== Records supplied ==

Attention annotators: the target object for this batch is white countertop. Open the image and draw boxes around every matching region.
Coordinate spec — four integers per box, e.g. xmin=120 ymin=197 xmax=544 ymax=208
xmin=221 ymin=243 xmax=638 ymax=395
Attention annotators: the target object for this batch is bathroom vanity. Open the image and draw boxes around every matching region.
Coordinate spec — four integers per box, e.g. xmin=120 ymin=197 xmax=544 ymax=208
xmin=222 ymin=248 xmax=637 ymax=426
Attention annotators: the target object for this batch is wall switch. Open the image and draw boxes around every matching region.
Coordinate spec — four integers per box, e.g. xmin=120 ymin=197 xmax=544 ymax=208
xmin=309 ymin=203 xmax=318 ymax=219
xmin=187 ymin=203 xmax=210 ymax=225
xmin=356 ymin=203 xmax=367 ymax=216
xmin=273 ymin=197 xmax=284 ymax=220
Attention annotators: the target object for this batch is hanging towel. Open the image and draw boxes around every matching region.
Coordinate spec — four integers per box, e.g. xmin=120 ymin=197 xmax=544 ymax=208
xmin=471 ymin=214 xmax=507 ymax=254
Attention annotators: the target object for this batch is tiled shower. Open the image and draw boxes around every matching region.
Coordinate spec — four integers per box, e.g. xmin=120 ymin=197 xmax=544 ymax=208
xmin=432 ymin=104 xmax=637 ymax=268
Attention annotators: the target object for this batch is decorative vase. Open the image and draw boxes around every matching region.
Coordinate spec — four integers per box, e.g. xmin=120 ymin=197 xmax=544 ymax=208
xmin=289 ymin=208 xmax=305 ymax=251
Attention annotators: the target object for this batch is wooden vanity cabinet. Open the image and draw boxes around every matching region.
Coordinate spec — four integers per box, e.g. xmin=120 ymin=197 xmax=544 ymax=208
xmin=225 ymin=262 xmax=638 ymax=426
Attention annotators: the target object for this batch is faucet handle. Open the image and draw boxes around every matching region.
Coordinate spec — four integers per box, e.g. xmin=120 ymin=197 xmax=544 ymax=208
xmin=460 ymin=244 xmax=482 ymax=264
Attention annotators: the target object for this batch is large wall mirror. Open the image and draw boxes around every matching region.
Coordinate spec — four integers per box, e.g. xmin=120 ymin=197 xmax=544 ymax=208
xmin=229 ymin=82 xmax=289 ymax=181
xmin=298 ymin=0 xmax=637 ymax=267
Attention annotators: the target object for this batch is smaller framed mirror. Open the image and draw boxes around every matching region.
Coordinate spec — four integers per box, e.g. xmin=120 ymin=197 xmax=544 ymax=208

===

◆ Required task
Could you repeat all of the material above, line for line, without changing a single character?

◆ Reply to the task
Attention annotators: the target object for this batch is white countertop. Open the image and draw boxes around every matching region.
Coordinate spec — four integers per box, e.g. xmin=120 ymin=197 xmax=544 ymax=208
xmin=221 ymin=243 xmax=638 ymax=395
Attention annotators: the target object for this batch is bathroom vanity. Open the image and draw boxes around every matching region.
Coordinate spec — four integers per box, e.g. xmin=120 ymin=197 xmax=544 ymax=208
xmin=222 ymin=248 xmax=637 ymax=426
Attention annotators: the target object for this batch is wall switch. Open the image and draw boxes around every matching region.
Coordinate spec — four integers per box, e.g. xmin=120 ymin=197 xmax=544 ymax=208
xmin=309 ymin=203 xmax=318 ymax=219
xmin=187 ymin=203 xmax=210 ymax=225
xmin=356 ymin=203 xmax=367 ymax=216
xmin=273 ymin=197 xmax=284 ymax=220
Attention annotators: the target object for this batch is hanging towel. Open the image and draw boxes around every matching region.
Coordinate spec — four integers per box, e.g. xmin=120 ymin=197 xmax=544 ymax=208
xmin=471 ymin=214 xmax=507 ymax=254
Attention annotators: the target object for this batch is tiled shower. Open the image and draw boxes around every matching region.
Coordinate spec — four integers per box, e.g. xmin=120 ymin=197 xmax=544 ymax=208
xmin=432 ymin=104 xmax=637 ymax=268
Attention annotators: the target object for this batch is decorative vase. Open the image and draw boxes around every matching region.
Coordinate spec — four integers per box, e.g. xmin=120 ymin=197 xmax=544 ymax=208
xmin=289 ymin=208 xmax=305 ymax=251
Attention annotators: the target object for this batch is wooden vanity cabinet. Open the image and draw boxes around every matching region.
Coordinate spec — four integers per box, e.g. xmin=120 ymin=197 xmax=544 ymax=208
xmin=225 ymin=262 xmax=638 ymax=426
Attention annotators: the target object for this batch is faucet handle. Open the image and draw boxes around every matching region.
Coordinate spec — four integers per box, e.g. xmin=120 ymin=197 xmax=544 ymax=208
xmin=460 ymin=244 xmax=482 ymax=264
Attention annotators: the target object for this batch is large wall mirror. Open the image and draw boxes around every matching region.
Coordinate spec — four integers per box, e.g. xmin=120 ymin=197 xmax=544 ymax=208
xmin=229 ymin=82 xmax=289 ymax=181
xmin=298 ymin=0 xmax=637 ymax=267
Attention annotators: the target object for this batch is smaller framed mirror. Open the image and draw boxes around every matching region.
Coordinate spec — four integers per box, e.g. xmin=120 ymin=197 xmax=544 ymax=208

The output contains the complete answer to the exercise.